APPLY WHAT YOU READ:
A – Copy from the math resources comments the passage starting with "You left out" and going on through "If so, how?".
B – Continue the comment thread about math learning resources from where it stops.

EXERCISE PASSAGE:
○ ○ ○

Very interesting article

Great article!

I have found the book Math on Call to be a great, inexpensive reference for helping with high school math homework.

You left out Art of Problem Solving, an incomparable resource used by pretty much all the top math contest kids nowadays. Admitted useful mostly to kids who love math and are good at it, but if you’re in that cohort it’s the best.

My experience with ALEKS was years ago, but at that time it was useless for anything other than determining what you knew, at a fairly cursory level. There was little in the way of teaching, and certainly nothing that would enable you to understand the material. Basically just automated worksheets. Has it gotten better in some important ways? If so, how?

Oh, I should also mention that Life of Fred seems to be very popular on the secular homeschool lists I frequent, despite having some lightweight (as I understand it) religious content. I don’t know why. I’ve never looked at it.

Thanks for the tip.

Good point. I focused my article on the college prep sequence, but this book is a valuable resource for a lot of the material in the contest situations that isn’t given much attention in the normal college prep material. The kind of thinking emphasized in the book is very valuable.

○ ○ ○

DATASET CONTENT:

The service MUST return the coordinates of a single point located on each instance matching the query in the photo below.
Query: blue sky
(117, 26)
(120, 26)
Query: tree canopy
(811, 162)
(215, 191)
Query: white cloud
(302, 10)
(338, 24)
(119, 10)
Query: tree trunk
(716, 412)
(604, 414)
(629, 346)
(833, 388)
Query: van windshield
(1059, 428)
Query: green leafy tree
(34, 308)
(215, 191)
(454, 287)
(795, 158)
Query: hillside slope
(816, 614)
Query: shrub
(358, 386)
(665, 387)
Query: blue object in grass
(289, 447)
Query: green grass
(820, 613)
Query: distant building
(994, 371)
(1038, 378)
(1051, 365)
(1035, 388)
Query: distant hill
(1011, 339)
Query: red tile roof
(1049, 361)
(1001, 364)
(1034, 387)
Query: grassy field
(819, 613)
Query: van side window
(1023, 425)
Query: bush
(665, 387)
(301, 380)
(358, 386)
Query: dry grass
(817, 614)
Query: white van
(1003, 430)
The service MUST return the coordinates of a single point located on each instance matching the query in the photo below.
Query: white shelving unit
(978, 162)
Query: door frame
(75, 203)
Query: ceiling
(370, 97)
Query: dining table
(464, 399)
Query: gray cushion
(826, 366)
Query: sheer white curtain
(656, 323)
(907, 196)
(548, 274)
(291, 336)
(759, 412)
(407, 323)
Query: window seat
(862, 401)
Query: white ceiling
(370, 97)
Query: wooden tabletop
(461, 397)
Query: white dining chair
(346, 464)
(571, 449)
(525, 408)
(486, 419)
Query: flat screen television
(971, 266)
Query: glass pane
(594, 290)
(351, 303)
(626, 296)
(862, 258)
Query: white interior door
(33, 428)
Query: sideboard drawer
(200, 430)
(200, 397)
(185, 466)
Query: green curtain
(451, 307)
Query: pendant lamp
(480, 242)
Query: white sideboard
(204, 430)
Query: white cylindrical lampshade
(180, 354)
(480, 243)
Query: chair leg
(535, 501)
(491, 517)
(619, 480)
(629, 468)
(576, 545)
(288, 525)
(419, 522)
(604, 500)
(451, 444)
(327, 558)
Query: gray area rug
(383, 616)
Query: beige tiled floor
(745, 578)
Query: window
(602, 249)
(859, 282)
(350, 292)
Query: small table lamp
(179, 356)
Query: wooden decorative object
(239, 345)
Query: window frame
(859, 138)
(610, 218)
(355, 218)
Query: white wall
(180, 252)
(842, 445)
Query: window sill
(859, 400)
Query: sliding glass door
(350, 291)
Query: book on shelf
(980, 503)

○ ○ ○

RESULTS:
A –
You left out Art of Problem Solving, an incomparable resource used by pretty much all the top math contest kids nowadays. Admitted useful mostly to kids who love math and are good at it, but if you’re in that cohort it’s the best.

My experience with ALEKS was years ago, but at that time it was useless for anything other than determining what you knew, at a fairly cursory level. There was little in the way of teaching, and certainly nothing that would enable you to understand the material. Basically just automated worksheets. Has it gotten better in some important ways? If so, how?

B –
There is an “Explain” button which will bring up a detailed explanation of problems a student does not already know how to do. It is along the lines of the “step by step” solution button available in Wolfram Alpha Pro, but the ALEKS “Explain” feature is (in most cases) a bit better in that it takes some time to categorize the problem and give a bit of the necessary more general background rather than just jumping into the “step by step” part of it.

I guess I could have also mentioned Wolfram Alpha Pro, but I prefer not to, since it’s not really intended for that role and is commonly used (in my experience) as much or more in cheating as in learning. Even if students are authorized to use it, they often present the Wolfram Alpha (with or without Pro) solution as their own without proper attribution. It can be very valuable though for students who get the hang of asking Wolfram Alpha to work a close analog to the given problem and then work the assigned problem on their own. But Wolfram Alpha Pro is certainly a great tool to supplement just about any book if it can be used for learning instead of cheating.

ALEKS doesn’t give a solution for the exact problem the student needs to work. Depending on the context, it demonstrates either a close analog, or after it demonstrates a solution for the exact problem, it changes the problem the student needs to work to a close analog.

Thanks for mentioning Life of Fred. It does come up a lot in the home school groups I hang out in. But I have no experience with it or with students who used it for high school math, at least that I know of. There are probably at least a dozen book-based high school curricula I could have mentioned but refrained from due to a lack of info. Most on line reviews and the marketing materials really don’t tell, they just try to sell.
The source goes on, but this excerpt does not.